TRABAJO REQUERIDO:
(A) Según el relato sobre la gatita Take, ¿cuántos años vivió Take con la familia?
(B) Escribe la continuación del relato sobre la gatita Take a partir de su última oración.

TEXTO PARA REVISIÓN:
..............................

El lugar de las cosas invisibles es el baúl donde guardamos lo ininteligible, lo recóndito: Sentimientos, deseos, dudas, momentos que pudieron ser y no fueron, instantes que no se ajustan a la lógica cotidiana. Aquello que solo puedes ver con los ojos del corazón.
BOGUI
En mi casa siempre ha habido compañeros gatos, compañeros perros, loros, cacatúas, hasta una pareja de agapornis que tuvimos que regalar a una amiga porque hacían tanto ruido entre ellos, que no nos escuchábamos.
Como todos los seres, los perros, gatos y demás animales no son iguales. Algunos pasan por tu vida sin dejar más que un recuerdo amable y otros, cuando se van por vejez o enfermedad, se llevan una parte de ti lo mismo que cualquier amigo o compañero humano. Uno de esos animales inolvidables fue Take, una gatita siamesa que estuvo con nosotros dieciséis años. Todavía recuerdo mis lágrimas mientras la dormía para siempre el veterinario -estaba muy enferma- abandonada su cabecita entre mis manos.
Llegó a casa con apenas dos meses y en poco tiempo se convirtió en la amiga insustituible de mis hijos. En año y medio tuvo tres partos, más de veinte gatitos de todos los colores. Tuvimos que castrarla, claro. Se escapaba cuando regalábamos a la última cría y estaba cada vez más débil y desmejorada. En uno de los partos el primer cachorro se le quedó atascado en la vagina y nació muerto. El veterinario nos dijo que nos deshiciésemos de él, porque Take querría volverlo a la vida y no atendería al resto de la camada. Mi hija se negó. A sus diez años estaba convencida de que no estaba muerto, aunque el animal pareciera inerte.

..............................

EXTRACTOS DE DATOS:
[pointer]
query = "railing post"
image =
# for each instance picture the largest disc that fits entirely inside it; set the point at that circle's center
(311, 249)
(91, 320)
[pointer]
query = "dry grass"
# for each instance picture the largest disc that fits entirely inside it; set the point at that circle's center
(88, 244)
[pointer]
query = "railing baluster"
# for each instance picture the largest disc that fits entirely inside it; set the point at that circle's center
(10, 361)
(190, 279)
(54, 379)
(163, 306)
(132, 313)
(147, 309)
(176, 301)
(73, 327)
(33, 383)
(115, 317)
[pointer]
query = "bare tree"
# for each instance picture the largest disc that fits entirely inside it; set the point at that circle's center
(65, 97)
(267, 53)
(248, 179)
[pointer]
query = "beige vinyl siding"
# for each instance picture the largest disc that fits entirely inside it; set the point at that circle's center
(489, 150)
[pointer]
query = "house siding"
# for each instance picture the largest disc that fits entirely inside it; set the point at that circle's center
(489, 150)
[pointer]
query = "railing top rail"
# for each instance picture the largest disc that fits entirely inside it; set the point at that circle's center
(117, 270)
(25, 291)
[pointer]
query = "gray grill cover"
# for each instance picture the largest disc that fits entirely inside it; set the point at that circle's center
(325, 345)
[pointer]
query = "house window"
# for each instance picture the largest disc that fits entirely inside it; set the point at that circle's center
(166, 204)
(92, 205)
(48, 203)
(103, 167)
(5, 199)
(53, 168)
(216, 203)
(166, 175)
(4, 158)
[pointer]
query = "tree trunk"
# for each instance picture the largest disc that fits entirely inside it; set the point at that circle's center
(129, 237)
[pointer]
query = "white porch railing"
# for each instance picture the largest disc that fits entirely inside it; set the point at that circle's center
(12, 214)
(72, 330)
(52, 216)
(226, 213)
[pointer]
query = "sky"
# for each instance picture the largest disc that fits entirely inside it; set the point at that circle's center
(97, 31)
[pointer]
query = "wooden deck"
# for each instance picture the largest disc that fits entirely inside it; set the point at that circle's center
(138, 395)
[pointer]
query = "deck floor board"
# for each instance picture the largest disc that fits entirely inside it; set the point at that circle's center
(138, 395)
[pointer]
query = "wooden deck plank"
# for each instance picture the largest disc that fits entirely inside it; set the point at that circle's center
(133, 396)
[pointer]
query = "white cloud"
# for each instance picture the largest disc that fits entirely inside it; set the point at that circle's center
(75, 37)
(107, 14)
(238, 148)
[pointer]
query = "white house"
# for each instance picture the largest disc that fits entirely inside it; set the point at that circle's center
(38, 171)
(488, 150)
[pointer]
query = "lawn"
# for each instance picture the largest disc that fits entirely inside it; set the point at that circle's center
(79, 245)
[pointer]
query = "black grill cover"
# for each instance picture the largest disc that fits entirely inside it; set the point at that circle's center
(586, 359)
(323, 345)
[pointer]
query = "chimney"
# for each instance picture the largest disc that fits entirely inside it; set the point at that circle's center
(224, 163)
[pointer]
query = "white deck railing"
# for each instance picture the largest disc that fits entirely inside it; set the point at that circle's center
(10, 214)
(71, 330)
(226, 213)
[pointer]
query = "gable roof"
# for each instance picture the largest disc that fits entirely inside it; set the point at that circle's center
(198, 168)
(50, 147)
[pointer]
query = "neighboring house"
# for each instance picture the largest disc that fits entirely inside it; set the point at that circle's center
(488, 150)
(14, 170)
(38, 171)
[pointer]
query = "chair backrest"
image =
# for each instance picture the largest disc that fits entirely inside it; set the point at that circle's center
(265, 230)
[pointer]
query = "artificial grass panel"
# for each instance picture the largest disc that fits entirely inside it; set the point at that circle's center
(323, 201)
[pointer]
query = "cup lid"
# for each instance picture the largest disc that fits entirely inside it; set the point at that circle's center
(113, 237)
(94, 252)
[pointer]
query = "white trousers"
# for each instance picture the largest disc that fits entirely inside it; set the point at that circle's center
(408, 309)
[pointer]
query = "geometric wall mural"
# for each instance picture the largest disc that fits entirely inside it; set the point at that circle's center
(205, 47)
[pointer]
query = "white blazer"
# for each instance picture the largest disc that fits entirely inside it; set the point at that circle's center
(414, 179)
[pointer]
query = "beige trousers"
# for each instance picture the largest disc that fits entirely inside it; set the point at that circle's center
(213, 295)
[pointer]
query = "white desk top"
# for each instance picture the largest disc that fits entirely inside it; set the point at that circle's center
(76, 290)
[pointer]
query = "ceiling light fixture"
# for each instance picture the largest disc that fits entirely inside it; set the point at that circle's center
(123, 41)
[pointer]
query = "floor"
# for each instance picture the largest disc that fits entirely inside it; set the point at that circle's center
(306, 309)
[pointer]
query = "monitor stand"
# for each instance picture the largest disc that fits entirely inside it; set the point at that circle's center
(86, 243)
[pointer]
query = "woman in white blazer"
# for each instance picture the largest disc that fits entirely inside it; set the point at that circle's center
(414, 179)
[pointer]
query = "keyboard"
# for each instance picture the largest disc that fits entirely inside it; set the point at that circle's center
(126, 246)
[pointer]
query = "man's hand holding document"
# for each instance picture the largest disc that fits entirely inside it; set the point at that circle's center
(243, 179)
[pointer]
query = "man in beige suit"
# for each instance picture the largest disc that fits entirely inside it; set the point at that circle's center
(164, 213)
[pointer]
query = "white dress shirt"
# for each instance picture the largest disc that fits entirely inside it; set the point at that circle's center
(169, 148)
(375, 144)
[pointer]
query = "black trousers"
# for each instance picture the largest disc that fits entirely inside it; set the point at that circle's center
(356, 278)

..............................

RESPUESTAS A CONTINUACIÓN:
(A) Dieciséis años.

(B)
Take siguió su proceso de parto, mientras mi niña acariciaba y daba calor al gatito en su regazo. Después de un buen rato, la cría maulló de pronto con gran alegría por parte de todos. Sobre todo por parte de mi hija, que se sentía orgullosa de haberlo vuelto a la vida.
El gato era negro, grande y precioso, con un pequeño mechón blanco en el cuello. Se lo llevaron unos amigos amantes incondicionales de los animales y lo llamaron Bogui. Le encantaba dormir en el alféizar de la ventana y se cayó dos veces a la calle desde un cuarto piso. La falta de oxígeno en el parto habría hecho mella en él o tenía un sueño muy profundo, no sé, pero el caso es que ninguna de las dos veces sufrió un rasguño.
Aquel gatito que nació muerto, vivió veintidós años gracias a mi hija.
Cada día estoy más convencida de que aquella niña era un hada.